TASK PROMPT | Gather each line in the listing below that contains the string "white", and copy those lines without changes.

[Excerpts from point annotation data]
════════════════

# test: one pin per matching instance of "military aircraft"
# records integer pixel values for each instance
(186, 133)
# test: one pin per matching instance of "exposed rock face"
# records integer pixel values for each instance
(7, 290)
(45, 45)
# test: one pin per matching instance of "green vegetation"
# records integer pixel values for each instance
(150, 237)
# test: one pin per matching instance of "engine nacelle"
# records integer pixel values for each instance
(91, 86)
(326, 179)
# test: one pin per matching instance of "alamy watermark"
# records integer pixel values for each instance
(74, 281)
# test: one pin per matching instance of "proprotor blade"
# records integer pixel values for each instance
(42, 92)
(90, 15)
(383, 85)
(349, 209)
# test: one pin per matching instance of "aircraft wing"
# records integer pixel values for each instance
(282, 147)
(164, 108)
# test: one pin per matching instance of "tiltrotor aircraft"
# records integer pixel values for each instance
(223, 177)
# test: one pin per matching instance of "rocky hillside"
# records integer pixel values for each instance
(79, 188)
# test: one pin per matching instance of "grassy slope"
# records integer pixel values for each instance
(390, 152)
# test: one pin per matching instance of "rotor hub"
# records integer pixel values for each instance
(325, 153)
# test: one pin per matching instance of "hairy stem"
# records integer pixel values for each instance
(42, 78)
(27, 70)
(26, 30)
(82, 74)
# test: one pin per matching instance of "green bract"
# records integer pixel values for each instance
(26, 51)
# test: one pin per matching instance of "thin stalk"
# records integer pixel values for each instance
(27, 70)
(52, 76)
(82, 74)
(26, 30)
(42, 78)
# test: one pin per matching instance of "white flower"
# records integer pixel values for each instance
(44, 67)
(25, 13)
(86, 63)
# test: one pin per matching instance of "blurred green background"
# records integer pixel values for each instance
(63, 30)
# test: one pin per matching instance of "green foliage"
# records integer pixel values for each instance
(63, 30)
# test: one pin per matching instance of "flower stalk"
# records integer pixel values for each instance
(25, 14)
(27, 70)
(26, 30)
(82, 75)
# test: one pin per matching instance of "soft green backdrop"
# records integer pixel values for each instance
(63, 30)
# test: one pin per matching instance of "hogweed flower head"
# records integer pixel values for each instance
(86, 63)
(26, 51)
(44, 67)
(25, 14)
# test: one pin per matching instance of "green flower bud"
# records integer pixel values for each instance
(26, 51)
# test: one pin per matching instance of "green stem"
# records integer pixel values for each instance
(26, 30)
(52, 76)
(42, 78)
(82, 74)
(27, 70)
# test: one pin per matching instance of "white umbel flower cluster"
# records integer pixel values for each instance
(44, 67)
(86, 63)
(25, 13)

════════════════

REPLY |
# test: one pin per matching instance of "white flower"
# test: one pin per matching instance of "white umbel flower cluster"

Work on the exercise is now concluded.